**Source text**:
The reba, the chicken livers, were also as good as I'd hoped. Skewering them and cooking them in a skillet or over a fire does not significantly alter their flavor. They tasted exactly like chicken liver.

I like chicken liver. I was happy.

Yakitori With Shio

Vegetable oil

1 pound boneless, skinless chicken breasts

2 teaspoons salt

Lemon wedges, optional

Togarashi (seven-ingredient chile pepper mix), optional, (see note)

Yuzukosho (chile pepper paste), optional, (see note)

If grilling, soak bamboo skewers in water at least 30 minutes and prepare grill for direct heating. Lightly oil a large skillet if using the stove.

Dice chicken into bite-sized pieces of equal size. Thread 3 to 4 pieces onto 2 skewers side by side. Sprinkle the chicken on each skewer with a good pinch or two of salt.

Place skewers on grill directly over heat and cook, turning at least once, until thoroughly cooked.

Alternatively, cook several skewers at once in a skillet over medium-high heat, turning at least once, until thoroughly done. Remove from heat and serve with slices of lemon, togarashi and yuzukosho if desired.

Makes 10 servings.

Note: Look for togarashi and (sometimes) yuzukosho in the spice aisle of some well-stocked grocery stores or at international markets.

**Parts of the exercise**:
- A) According to the yakitori text, how long should bamboo skewers soak in water before grilling?
- B) Transcribe the yakitori text from "Place skewers on" up to and including "yuzukosho if desired.".
- C) Say whether each statement agrees with the yakitori text, answering yes or no and quoting the words that decide it: (i) The recipe makes 10 servings. (ii) The recipe calls for 3 teaspoons of salt. (iii) Skewering chicken livers and cooking them significantly changes their flavor.
The items after the yakitori text are separate material and have no connection to it.

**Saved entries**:
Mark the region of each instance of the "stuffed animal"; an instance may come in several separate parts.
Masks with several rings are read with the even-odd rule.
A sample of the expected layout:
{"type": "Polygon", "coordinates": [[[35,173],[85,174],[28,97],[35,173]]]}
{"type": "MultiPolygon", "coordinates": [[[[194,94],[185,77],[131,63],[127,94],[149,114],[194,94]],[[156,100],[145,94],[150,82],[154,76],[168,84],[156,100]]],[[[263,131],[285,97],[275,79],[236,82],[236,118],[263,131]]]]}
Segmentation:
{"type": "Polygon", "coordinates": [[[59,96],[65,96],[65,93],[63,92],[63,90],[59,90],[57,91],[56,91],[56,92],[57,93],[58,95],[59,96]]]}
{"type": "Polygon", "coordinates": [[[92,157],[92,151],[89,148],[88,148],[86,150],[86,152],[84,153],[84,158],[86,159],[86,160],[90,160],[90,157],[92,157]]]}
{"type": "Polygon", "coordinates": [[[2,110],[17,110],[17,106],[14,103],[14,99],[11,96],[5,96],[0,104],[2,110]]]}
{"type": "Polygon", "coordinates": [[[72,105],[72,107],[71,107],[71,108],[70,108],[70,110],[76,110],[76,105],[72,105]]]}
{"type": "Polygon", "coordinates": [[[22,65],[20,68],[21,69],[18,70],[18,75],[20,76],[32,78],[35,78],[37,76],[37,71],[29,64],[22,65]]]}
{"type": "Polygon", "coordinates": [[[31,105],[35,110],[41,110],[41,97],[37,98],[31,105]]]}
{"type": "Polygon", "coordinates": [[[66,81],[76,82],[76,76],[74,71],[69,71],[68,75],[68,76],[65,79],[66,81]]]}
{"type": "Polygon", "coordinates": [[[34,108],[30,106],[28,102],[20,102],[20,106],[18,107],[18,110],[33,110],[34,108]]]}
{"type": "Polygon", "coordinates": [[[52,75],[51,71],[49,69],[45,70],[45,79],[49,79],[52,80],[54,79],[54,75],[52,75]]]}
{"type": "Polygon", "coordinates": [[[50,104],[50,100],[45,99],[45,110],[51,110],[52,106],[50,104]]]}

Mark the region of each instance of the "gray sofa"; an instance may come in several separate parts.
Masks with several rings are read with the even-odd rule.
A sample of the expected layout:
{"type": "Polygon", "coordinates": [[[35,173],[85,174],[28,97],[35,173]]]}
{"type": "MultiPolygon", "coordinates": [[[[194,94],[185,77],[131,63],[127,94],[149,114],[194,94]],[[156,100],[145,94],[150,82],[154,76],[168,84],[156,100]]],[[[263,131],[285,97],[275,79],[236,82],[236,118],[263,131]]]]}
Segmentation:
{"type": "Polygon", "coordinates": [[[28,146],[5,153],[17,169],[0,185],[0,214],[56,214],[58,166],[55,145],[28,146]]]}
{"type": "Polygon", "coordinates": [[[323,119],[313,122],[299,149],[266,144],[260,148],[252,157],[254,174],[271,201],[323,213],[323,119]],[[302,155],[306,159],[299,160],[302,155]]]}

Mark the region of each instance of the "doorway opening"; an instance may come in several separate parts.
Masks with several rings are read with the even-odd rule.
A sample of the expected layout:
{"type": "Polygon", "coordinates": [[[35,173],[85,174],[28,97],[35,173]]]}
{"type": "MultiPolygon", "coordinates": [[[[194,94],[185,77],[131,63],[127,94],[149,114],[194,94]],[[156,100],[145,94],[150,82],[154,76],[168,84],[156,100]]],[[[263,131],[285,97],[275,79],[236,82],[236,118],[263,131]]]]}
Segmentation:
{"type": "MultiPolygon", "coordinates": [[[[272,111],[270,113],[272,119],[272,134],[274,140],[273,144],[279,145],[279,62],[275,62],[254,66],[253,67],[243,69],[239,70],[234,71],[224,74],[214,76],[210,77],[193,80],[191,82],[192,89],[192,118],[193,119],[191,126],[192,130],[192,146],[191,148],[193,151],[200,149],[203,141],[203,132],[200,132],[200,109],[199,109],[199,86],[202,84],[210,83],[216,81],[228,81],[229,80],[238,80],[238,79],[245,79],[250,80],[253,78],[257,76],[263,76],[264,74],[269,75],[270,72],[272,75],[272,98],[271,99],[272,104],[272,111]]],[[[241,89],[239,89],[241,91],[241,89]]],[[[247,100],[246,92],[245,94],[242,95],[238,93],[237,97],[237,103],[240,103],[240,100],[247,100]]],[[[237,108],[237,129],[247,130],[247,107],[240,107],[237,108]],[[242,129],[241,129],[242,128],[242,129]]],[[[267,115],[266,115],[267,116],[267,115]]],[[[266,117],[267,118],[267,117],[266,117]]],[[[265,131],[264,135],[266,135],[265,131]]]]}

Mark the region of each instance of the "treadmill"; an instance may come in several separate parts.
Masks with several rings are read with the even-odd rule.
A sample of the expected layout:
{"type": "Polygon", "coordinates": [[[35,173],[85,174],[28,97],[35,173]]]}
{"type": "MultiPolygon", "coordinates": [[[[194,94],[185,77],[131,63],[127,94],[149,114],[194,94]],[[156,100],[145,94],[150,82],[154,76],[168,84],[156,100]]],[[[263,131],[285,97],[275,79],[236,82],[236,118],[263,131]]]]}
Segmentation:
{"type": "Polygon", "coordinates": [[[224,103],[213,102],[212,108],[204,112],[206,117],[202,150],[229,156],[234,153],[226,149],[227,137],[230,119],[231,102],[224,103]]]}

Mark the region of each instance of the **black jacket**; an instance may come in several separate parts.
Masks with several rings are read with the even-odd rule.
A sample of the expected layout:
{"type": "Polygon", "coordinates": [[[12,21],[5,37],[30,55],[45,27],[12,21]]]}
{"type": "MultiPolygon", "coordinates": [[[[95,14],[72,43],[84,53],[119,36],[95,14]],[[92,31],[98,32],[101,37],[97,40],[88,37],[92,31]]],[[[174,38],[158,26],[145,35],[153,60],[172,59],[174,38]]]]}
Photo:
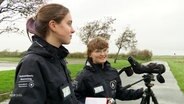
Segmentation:
{"type": "Polygon", "coordinates": [[[64,58],[68,50],[39,37],[16,68],[10,104],[77,104],[64,58]]]}
{"type": "Polygon", "coordinates": [[[85,102],[86,97],[105,97],[119,100],[135,100],[142,97],[143,90],[124,90],[117,70],[109,62],[102,65],[87,60],[82,72],[77,76],[75,94],[78,100],[85,102]]]}

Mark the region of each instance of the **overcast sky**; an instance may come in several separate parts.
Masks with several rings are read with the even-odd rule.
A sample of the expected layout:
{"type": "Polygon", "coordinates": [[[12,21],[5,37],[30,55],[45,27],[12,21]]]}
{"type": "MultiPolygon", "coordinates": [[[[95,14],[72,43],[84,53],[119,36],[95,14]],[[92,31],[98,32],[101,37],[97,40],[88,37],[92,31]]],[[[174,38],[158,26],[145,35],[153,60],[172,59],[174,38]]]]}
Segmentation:
{"type": "MultiPolygon", "coordinates": [[[[77,29],[87,22],[104,17],[116,18],[110,49],[115,53],[115,39],[126,27],[136,33],[138,49],[148,49],[154,55],[184,55],[184,0],[52,0],[68,7],[77,29]]],[[[25,23],[23,23],[25,24],[25,23]]],[[[30,41],[26,35],[0,36],[0,50],[26,50],[30,41]],[[7,44],[7,42],[9,44],[7,44]]],[[[84,52],[85,45],[73,34],[70,52],[84,52]]],[[[123,52],[122,50],[121,52],[123,52]]]]}

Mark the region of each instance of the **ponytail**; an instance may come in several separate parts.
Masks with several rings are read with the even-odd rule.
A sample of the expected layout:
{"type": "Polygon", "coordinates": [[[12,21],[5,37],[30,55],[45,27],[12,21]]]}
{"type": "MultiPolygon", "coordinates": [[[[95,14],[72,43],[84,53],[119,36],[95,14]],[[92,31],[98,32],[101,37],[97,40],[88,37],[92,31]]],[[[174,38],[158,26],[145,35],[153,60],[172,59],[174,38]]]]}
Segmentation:
{"type": "Polygon", "coordinates": [[[26,23],[26,32],[27,32],[27,36],[29,38],[29,40],[31,41],[31,38],[30,38],[30,34],[34,34],[36,35],[36,30],[35,30],[35,20],[33,18],[29,18],[27,20],[27,23],[26,23]]]}

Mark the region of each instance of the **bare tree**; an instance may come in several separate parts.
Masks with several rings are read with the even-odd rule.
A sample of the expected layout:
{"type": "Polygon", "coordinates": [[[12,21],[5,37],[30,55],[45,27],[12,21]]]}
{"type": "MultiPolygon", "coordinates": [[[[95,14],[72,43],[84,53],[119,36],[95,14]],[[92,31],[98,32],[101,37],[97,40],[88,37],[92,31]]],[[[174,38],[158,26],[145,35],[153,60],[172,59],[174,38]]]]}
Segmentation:
{"type": "Polygon", "coordinates": [[[116,41],[116,46],[118,47],[118,52],[116,53],[114,63],[116,63],[119,52],[122,48],[127,50],[128,48],[130,49],[135,49],[137,40],[135,39],[135,33],[130,30],[128,27],[126,28],[125,32],[123,32],[120,37],[116,41]]]}
{"type": "Polygon", "coordinates": [[[0,0],[0,34],[20,32],[16,21],[33,15],[46,0],[0,0]]]}
{"type": "Polygon", "coordinates": [[[116,19],[110,17],[105,18],[105,21],[95,20],[87,23],[85,26],[79,29],[79,36],[84,44],[87,44],[90,38],[96,36],[104,37],[109,39],[111,34],[115,31],[112,24],[116,19]]]}

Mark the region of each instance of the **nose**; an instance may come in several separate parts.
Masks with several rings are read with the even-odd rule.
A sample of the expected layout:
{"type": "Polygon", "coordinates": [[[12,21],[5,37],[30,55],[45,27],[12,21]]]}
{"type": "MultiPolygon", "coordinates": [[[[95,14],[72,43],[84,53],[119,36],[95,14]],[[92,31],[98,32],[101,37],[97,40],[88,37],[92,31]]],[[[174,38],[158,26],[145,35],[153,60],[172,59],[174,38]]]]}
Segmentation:
{"type": "Polygon", "coordinates": [[[71,33],[72,33],[72,34],[73,34],[73,33],[75,33],[75,30],[74,30],[74,28],[73,28],[73,27],[72,27],[71,33]]]}

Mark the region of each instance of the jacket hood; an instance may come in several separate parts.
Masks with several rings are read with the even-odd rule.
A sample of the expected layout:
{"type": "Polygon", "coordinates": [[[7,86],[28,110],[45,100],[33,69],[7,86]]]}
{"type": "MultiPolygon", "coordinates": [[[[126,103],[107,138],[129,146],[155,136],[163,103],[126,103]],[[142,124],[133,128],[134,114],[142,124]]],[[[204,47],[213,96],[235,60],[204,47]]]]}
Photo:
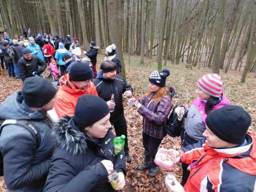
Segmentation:
{"type": "MultiPolygon", "coordinates": [[[[78,89],[70,80],[70,76],[69,73],[64,75],[59,79],[60,89],[65,91],[74,94],[89,94],[88,91],[78,89]]],[[[91,82],[92,83],[92,82],[91,82]]]]}
{"type": "Polygon", "coordinates": [[[21,91],[8,97],[0,105],[0,118],[17,120],[41,120],[45,118],[42,108],[33,111],[23,103],[21,91]]]}
{"type": "Polygon", "coordinates": [[[86,154],[86,135],[76,127],[71,116],[61,118],[53,127],[52,134],[56,138],[57,145],[73,155],[86,154]]]}

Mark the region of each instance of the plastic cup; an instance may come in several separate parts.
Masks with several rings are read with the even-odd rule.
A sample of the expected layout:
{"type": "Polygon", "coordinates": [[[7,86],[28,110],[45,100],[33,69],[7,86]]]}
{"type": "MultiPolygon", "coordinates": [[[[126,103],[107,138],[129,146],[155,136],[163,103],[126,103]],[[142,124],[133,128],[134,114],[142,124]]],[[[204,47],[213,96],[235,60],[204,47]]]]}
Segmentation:
{"type": "Polygon", "coordinates": [[[117,187],[118,186],[118,173],[116,172],[114,172],[109,175],[108,178],[109,178],[109,180],[112,187],[114,189],[117,190],[117,187]]]}
{"type": "Polygon", "coordinates": [[[167,174],[166,176],[167,179],[170,182],[170,183],[173,183],[174,177],[174,174],[173,174],[170,172],[168,172],[168,173],[167,174]]]}

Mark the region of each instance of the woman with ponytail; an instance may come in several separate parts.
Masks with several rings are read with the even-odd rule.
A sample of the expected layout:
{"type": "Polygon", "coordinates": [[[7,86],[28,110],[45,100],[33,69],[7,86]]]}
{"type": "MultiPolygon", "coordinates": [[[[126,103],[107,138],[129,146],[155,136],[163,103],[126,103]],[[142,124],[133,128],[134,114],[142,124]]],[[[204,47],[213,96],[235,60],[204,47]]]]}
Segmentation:
{"type": "MultiPolygon", "coordinates": [[[[203,133],[206,130],[205,119],[212,111],[230,104],[223,92],[222,80],[219,75],[210,74],[201,77],[197,82],[196,91],[198,96],[193,102],[188,111],[185,129],[181,134],[182,147],[197,143],[204,139],[203,133]]],[[[181,108],[177,108],[178,116],[181,108]]],[[[185,114],[187,113],[185,113],[185,114]]],[[[183,171],[181,185],[186,183],[189,172],[187,170],[188,165],[182,163],[183,171]]]]}
{"type": "Polygon", "coordinates": [[[140,170],[151,169],[148,175],[152,177],[155,176],[159,170],[154,160],[162,140],[166,135],[163,123],[167,120],[173,106],[172,94],[165,86],[166,77],[169,74],[167,70],[153,72],[150,76],[147,92],[134,104],[143,117],[144,161],[138,168],[140,170]]]}

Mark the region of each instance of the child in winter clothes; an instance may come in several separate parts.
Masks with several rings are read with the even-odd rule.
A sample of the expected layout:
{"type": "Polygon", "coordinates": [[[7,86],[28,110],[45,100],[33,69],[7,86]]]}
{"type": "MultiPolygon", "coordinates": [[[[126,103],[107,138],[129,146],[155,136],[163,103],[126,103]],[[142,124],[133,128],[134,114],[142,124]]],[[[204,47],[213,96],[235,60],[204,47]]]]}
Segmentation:
{"type": "Polygon", "coordinates": [[[59,74],[59,71],[57,67],[57,65],[56,64],[56,61],[53,59],[51,59],[51,63],[49,66],[49,68],[52,71],[52,74],[54,77],[54,79],[58,78],[58,76],[59,74]]]}

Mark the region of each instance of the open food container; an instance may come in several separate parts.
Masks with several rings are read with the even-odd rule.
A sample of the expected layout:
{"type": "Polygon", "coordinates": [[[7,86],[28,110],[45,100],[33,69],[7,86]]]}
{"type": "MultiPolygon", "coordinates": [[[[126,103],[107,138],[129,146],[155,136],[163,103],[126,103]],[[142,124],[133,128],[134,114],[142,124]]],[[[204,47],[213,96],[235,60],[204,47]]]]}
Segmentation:
{"type": "Polygon", "coordinates": [[[168,169],[171,169],[174,166],[176,155],[172,151],[164,148],[160,148],[155,158],[155,163],[168,169]]]}

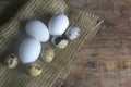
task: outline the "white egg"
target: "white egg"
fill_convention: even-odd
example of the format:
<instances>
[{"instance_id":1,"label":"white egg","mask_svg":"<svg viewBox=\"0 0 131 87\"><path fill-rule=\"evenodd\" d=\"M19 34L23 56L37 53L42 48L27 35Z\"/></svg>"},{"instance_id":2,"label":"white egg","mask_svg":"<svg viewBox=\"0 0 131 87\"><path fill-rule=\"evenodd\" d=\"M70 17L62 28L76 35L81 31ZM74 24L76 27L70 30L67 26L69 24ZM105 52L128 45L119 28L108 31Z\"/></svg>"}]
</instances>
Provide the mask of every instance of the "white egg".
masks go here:
<instances>
[{"instance_id":1,"label":"white egg","mask_svg":"<svg viewBox=\"0 0 131 87\"><path fill-rule=\"evenodd\" d=\"M76 39L81 35L81 30L79 27L71 26L69 29L66 32L66 36L70 39Z\"/></svg>"},{"instance_id":2,"label":"white egg","mask_svg":"<svg viewBox=\"0 0 131 87\"><path fill-rule=\"evenodd\" d=\"M69 26L69 18L66 14L57 14L49 21L49 33L52 36L61 36Z\"/></svg>"},{"instance_id":3,"label":"white egg","mask_svg":"<svg viewBox=\"0 0 131 87\"><path fill-rule=\"evenodd\" d=\"M38 21L38 20L33 20L29 21L26 24L26 33L28 36L36 38L37 40L41 41L41 42L46 42L49 40L49 30L47 28L47 26Z\"/></svg>"},{"instance_id":4,"label":"white egg","mask_svg":"<svg viewBox=\"0 0 131 87\"><path fill-rule=\"evenodd\" d=\"M25 38L19 48L19 58L22 63L32 63L37 60L41 45L35 38Z\"/></svg>"}]
</instances>

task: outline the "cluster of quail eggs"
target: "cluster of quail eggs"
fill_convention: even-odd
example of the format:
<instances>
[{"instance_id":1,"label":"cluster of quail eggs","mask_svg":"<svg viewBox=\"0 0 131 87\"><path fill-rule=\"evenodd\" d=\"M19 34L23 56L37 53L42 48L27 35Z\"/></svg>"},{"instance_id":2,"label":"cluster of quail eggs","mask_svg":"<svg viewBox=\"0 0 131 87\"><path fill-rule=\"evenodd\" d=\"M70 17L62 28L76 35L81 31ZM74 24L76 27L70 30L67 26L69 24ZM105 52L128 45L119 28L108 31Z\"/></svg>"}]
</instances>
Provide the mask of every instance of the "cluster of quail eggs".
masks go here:
<instances>
[{"instance_id":1,"label":"cluster of quail eggs","mask_svg":"<svg viewBox=\"0 0 131 87\"><path fill-rule=\"evenodd\" d=\"M8 67L14 69L20 60L31 76L38 76L43 71L40 65L35 63L40 53L45 62L51 62L55 58L52 46L64 49L69 45L69 40L76 39L81 34L79 27L69 27L69 18L63 13L53 15L48 27L41 21L32 20L27 22L25 30L27 37L20 44L19 54L7 55L4 62ZM51 40L52 46L43 48L41 51L41 42L49 40ZM43 45L43 47L45 46Z\"/></svg>"}]
</instances>

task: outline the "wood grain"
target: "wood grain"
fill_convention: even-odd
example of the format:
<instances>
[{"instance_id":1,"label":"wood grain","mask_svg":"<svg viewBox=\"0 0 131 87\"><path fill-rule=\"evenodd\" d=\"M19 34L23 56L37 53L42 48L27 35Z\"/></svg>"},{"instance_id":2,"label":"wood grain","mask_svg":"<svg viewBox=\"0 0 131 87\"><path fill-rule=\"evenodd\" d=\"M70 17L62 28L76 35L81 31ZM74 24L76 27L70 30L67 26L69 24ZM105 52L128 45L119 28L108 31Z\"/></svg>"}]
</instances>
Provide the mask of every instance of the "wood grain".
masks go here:
<instances>
[{"instance_id":1,"label":"wood grain","mask_svg":"<svg viewBox=\"0 0 131 87\"><path fill-rule=\"evenodd\" d=\"M69 4L105 22L92 42L81 48L61 87L130 87L131 1L70 0Z\"/></svg>"}]
</instances>

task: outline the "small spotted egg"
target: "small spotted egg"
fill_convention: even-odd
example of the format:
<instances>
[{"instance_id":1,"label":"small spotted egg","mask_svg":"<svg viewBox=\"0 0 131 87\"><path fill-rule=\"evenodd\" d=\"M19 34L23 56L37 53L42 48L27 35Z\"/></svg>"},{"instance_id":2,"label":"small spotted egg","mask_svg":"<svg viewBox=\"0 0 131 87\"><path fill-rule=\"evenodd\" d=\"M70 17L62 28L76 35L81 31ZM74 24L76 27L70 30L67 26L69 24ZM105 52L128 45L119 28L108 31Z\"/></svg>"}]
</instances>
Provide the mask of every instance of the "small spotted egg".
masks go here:
<instances>
[{"instance_id":1,"label":"small spotted egg","mask_svg":"<svg viewBox=\"0 0 131 87\"><path fill-rule=\"evenodd\" d=\"M76 39L81 35L81 30L79 27L70 26L69 29L66 32L66 36L70 39Z\"/></svg>"},{"instance_id":2,"label":"small spotted egg","mask_svg":"<svg viewBox=\"0 0 131 87\"><path fill-rule=\"evenodd\" d=\"M64 49L69 44L69 40L66 36L55 36L52 37L51 41L59 49Z\"/></svg>"},{"instance_id":3,"label":"small spotted egg","mask_svg":"<svg viewBox=\"0 0 131 87\"><path fill-rule=\"evenodd\" d=\"M14 54L14 53L8 54L8 55L5 57L4 63L5 63L5 65L7 65L9 69L14 69L14 67L16 67L16 65L17 65L17 63L19 63L17 55Z\"/></svg>"},{"instance_id":4,"label":"small spotted egg","mask_svg":"<svg viewBox=\"0 0 131 87\"><path fill-rule=\"evenodd\" d=\"M31 63L26 65L26 72L31 75L31 76L38 76L41 74L43 70L40 67L39 64L36 63Z\"/></svg>"},{"instance_id":5,"label":"small spotted egg","mask_svg":"<svg viewBox=\"0 0 131 87\"><path fill-rule=\"evenodd\" d=\"M55 49L51 47L45 48L41 51L41 59L46 62L51 62L55 58Z\"/></svg>"}]
</instances>

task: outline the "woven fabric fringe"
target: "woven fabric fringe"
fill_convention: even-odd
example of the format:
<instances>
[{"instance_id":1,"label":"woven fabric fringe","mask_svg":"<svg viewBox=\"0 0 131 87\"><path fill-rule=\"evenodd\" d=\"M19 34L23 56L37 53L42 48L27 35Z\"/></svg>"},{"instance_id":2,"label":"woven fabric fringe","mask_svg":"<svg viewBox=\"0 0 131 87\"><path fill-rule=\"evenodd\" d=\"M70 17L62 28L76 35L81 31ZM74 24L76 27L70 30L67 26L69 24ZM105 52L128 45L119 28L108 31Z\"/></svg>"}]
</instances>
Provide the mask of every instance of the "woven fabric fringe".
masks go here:
<instances>
[{"instance_id":1,"label":"woven fabric fringe","mask_svg":"<svg viewBox=\"0 0 131 87\"><path fill-rule=\"evenodd\" d=\"M25 36L24 26L27 21L37 18L48 24L50 17L57 13L66 13L70 18L70 25L81 28L81 37L71 41L64 50L56 49L56 58L51 63L38 60L44 70L38 77L31 77L21 67L9 70L0 63L0 87L58 87L55 83L63 74L62 70L78 59L75 58L78 50L85 41L90 42L103 22L85 11L70 8L64 0L28 0L0 28L0 59L3 59L2 55L9 51L10 47L15 47L14 40L20 40Z\"/></svg>"}]
</instances>

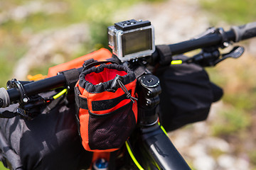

**Answers to the tasks**:
- A) At least 30 minutes.

- B)
Place skewers on grill directly over heat and cook, turning at least once, until thoroughly cooked.

Alternatively, cook several skewers at once in a skillet over medium-high heat, turning at least once, until thoroughly done. Remove from heat and serve with slices of lemon, togarashi and yuzukosho if desired.

- C)
(i) Yes: "Makes 10 servings."
(ii) No: "2 teaspoons salt"
(iii) No: "Skewering them and cooking them in a skillet or over a fire does not significantly alter their flavor."